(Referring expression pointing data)
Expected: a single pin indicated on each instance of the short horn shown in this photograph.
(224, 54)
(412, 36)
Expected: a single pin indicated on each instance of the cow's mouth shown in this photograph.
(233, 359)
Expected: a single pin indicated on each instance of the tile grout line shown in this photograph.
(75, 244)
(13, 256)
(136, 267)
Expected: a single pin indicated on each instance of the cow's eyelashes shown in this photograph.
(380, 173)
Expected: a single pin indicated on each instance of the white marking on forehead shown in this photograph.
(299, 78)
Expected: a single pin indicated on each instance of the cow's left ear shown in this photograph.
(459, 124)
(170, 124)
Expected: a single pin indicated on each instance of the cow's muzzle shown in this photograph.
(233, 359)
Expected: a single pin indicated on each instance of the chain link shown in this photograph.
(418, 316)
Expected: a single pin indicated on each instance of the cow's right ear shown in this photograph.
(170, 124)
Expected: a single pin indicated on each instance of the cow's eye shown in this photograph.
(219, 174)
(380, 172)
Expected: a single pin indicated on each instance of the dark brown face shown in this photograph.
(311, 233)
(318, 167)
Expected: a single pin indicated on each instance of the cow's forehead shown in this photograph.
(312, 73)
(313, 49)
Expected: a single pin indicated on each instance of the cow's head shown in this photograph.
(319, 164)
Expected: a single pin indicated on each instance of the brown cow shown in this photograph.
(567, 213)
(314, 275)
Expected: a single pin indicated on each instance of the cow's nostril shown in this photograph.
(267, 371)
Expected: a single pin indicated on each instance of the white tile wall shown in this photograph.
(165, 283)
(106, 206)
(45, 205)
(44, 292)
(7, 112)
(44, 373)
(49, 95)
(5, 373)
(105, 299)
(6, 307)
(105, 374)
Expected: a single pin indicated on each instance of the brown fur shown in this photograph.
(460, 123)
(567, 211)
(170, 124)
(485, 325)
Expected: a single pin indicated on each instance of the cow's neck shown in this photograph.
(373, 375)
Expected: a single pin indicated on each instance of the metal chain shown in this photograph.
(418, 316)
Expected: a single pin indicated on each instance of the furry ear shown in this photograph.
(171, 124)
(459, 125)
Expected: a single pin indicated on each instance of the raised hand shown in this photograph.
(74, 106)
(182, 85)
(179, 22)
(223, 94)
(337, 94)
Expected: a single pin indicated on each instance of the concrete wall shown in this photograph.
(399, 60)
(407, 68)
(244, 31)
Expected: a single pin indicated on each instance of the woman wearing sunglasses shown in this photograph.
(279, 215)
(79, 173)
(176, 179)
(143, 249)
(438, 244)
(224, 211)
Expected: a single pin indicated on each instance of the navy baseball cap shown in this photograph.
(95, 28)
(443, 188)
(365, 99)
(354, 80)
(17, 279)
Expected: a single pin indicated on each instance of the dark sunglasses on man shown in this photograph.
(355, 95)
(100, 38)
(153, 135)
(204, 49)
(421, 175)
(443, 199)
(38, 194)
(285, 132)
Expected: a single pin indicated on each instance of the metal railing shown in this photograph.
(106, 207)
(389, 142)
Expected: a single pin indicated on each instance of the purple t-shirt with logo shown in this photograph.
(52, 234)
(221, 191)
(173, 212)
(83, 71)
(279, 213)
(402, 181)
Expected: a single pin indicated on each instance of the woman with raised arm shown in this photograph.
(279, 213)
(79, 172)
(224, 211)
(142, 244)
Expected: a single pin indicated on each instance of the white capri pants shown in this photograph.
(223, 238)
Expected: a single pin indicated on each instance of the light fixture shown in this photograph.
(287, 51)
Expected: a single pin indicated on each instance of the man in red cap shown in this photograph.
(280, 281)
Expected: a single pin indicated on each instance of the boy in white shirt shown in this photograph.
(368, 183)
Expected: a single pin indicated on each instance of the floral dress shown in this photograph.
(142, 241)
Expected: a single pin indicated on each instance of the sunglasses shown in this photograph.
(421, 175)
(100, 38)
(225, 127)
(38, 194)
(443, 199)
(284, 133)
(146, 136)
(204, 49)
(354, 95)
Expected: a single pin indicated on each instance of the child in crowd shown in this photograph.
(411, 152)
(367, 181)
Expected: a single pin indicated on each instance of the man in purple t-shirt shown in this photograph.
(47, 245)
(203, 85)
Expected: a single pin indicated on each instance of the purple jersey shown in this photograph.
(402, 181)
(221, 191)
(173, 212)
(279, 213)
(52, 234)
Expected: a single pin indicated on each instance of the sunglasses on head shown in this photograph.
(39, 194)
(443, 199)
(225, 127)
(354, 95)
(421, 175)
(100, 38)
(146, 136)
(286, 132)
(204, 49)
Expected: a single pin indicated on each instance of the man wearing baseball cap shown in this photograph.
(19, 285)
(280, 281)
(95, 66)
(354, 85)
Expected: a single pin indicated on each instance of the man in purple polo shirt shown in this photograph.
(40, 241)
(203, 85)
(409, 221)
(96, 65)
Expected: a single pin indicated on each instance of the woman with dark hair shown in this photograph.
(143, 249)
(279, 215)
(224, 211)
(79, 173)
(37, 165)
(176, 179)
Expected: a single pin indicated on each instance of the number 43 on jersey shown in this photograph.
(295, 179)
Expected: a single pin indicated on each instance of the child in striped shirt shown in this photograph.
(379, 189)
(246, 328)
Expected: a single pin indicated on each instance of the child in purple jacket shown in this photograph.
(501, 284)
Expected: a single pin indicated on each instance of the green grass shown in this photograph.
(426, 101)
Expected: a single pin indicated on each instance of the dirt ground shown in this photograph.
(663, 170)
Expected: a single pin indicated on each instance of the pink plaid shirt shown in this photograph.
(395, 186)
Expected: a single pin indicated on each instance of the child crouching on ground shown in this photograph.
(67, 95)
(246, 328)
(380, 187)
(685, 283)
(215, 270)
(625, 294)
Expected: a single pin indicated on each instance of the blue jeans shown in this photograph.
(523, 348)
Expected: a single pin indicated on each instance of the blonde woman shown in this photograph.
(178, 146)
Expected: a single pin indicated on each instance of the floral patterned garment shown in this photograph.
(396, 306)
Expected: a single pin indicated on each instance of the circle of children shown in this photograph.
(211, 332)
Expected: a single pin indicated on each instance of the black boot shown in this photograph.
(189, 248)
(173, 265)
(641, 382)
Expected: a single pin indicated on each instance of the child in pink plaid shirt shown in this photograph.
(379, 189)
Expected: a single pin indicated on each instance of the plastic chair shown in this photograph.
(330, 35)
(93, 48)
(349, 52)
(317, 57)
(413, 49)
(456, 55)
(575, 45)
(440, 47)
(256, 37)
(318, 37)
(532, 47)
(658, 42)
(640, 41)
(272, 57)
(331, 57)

> _TASK TO COMPLETE_: Your task is to reproduce exactly the lines that begin with the one containing "garment shown in this photograph." and continue to the end of the data, both ends included.

> _WRITTEN REPLY_:
Expected: a single pin indicated on each instance of the floral patterned garment shown in this photograph.
(396, 306)
Expected: a single pin indicated on each instance of the circle of children shown in this photograph.
(211, 332)
Expected: a single pin indicated on each instance of the black boot shown in this photograph.
(189, 248)
(173, 265)
(641, 382)
Expected: a single pin indicated on each instance of the child in pink plaid shirt shown in this photograph.
(379, 189)
Expected: a single pin indicated on each instance of the plastic chair shown in this photograph.
(330, 35)
(93, 48)
(349, 52)
(317, 57)
(413, 49)
(456, 55)
(575, 45)
(440, 47)
(256, 37)
(318, 37)
(532, 47)
(658, 42)
(640, 41)
(272, 57)
(331, 57)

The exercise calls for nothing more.